__KUTIPAN BACAAN__:
=-=-=-=-=
Contoh pertama menghubungkan dua variabel yang sama-sama diukur pada skala nominal, sedangkan contoh kedua menghubungkan dua variabel di mana variabel yang satu diukur pada skala interval dan yang satunya pada skala ordinal.

Salah satu variabel pada hipotesis dengan bivariate analysis itu berfungsi sebagai variabel yang dijelaskan atau vraiabel tidak bebas, dan yang satunya berfungsi sebagai variabel yang menerangkan variabel bebas. Satu variabel dapat dijelaskan oleh seperangkat variabel bebas secara bivariate. Misalkan variabel y dapat diterangakan oleh x1, tetapi juga dapat diterangkan oleh x2 terlepas dari xi; dan dapat juga dijelaskan oleh variabel x3 terlepas dari x1 dan x2. Ketiga variabel bebas yang menerangkan variabel tidak bebas (y) itu terdiri atas 3 hipotesis, yaitu:

Hipotesis 1 : Ada hubungan antara x1 dan y.
Hipotesis 2 : Ada hubungan antara x2 dan y.
Hipotesis 3 : Ada hubungan antara x3 dan y.
=-=-=-=-=
__TUJUAN TUGAS 1__: Salin dari kutipan tentang analisis bivariat semua yang ada mulai dari "Salah satu variabel" sampai ke "antara x1 dan y.".
__TUJUAN TUGAS 2__: Ringkas paragraf yang diawali "Salah satu variabel pada hipotesis" dari kutipan tentang analisis bivariat, tanpa membuang fakta-fakta utamanya.
__TUJUAN TUGAS 3__: Teruskan tulisan tentang analisis bivariat mulai dari bagian terakhirnya.
Bahan berikut berdiri sendiri dan tidak berkaitan dengan kutipan tentang analisis bivariat.

[Data anotasi letak objek]
=-=-=-=-=
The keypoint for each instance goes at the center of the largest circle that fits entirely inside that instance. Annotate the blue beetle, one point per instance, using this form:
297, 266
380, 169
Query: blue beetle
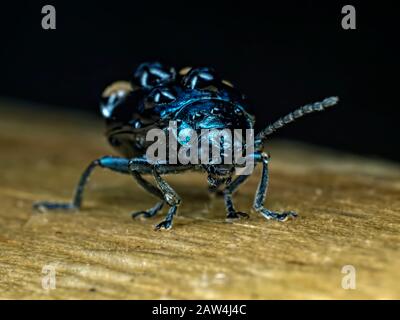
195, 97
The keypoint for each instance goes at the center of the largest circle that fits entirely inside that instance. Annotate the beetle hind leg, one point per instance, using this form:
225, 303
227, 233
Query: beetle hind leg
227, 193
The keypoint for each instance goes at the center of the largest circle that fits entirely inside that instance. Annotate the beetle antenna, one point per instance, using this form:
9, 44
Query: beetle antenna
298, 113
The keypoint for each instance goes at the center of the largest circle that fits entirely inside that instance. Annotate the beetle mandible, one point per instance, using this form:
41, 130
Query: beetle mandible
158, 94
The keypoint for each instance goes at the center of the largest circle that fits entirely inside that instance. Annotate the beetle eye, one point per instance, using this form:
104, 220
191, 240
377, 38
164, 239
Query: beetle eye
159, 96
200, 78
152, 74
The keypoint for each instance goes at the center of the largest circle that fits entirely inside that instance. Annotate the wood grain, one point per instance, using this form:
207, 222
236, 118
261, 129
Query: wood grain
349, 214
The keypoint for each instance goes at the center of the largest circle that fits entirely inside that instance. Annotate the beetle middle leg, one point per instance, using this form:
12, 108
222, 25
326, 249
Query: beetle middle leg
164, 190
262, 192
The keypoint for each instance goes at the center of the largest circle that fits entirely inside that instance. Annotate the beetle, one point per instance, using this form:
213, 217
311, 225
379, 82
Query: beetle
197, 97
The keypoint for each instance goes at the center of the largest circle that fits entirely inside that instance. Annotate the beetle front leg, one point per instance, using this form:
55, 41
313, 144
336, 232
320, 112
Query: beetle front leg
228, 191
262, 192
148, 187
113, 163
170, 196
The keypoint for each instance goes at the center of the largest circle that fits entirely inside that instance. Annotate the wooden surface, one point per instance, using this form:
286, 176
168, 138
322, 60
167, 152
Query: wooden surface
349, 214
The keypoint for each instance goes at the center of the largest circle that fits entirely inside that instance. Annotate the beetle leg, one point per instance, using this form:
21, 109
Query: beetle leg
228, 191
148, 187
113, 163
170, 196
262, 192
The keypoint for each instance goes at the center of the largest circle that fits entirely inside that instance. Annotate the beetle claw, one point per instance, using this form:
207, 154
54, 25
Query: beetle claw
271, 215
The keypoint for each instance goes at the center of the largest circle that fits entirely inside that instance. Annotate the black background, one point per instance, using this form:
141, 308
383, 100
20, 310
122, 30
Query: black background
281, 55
=-=-=-=-=
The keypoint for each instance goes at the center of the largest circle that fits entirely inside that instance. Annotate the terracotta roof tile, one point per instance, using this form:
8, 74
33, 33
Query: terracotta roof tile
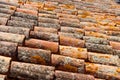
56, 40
=-=-=-=-=
__JAWABAN 1__:
Salah satu variabel pada hipotesis dengan bivariate analysis itu berfungsi sebagai variabel yang dijelaskan atau vraiabel tidak bebas, dan yang satunya berfungsi sebagai variabel yang menerangkan variabel bebas. Satu variabel dapat dijelaskan oleh seperangkat variabel bebas secara bivariate. Misalkan variabel y dapat diterangakan oleh x1, tetapi juga dapat diterangkan oleh x2 terlepas dari xi; dan dapat juga dijelaskan oleh variabel x3 terlepas dari x1 dan x2. Ketiga variabel bebas yang menerangkan variabel tidak bebas (y) itu terdiri atas 3 hipotesis, yaitu:

Hipotesis 1 : Ada hubungan antara x1 dan y.

__JAWABAN 2__: Dalam hipotesis analisis bivariat, satu variabel menjadi variabel tidak bebas (yang dijelaskan), sedangkan yang lain menjadi variabel bebas (yang menerangkan). Satu variabel tidak bebas bisa dijelaskan secara bivariat oleh beberapa variabel bebas, misalnya y oleh x1, x2, dan x3, masing-masing secara terpisah. Ketiga variabel bebas itu menghasilkan tiga hipotesis.

__JAWABAN 3__:
D. Model Relasi
Hubungan variabel dengan variabel dalam suatu hipotesis mempunyai model yang berbeda-beda. Pengertian hubungan di sini tidak sama dengan pengertian hubungan dalam pembicaraan sehari-hari. Hubungan di sini diartikan sebagai relasi, yaitu himpunan dengan elemen yang terdiri dari pasangan urut. Himpunan yang demikian dibentuk dari dua himpunan yang berbeda. Misalkan himpunan yang satu adalah A, yang terdiri atas nama-nama mahasiswa: Yosef (Y), Maria (M), Ruben (R), Emanuel (E), dan Agape (A),. Himpunan yang lain adalah B, yang terdiri atas elemen-elemen nilai: 8,7,5,6 dan 7. Dari kedua himpunan itu disusun himpunan baru sebagai hasilm relasi dari A ® B. himpunan baru ini kita namakan C di mana setiap elemennya terdiri dari pasangan elemen A dan B. Pasangan itu disebut pasangan urut karena yang pertama selalu diambil dari elemen A dan yang kedua diambil dari elemen B. Pasangan-pasangan itu ditentukan oleh definisi relasi. Misalnya, A mempunyai nilai tes ekonomi pada B. dengan definisi A dipasangkan dengan B menurut anak panah.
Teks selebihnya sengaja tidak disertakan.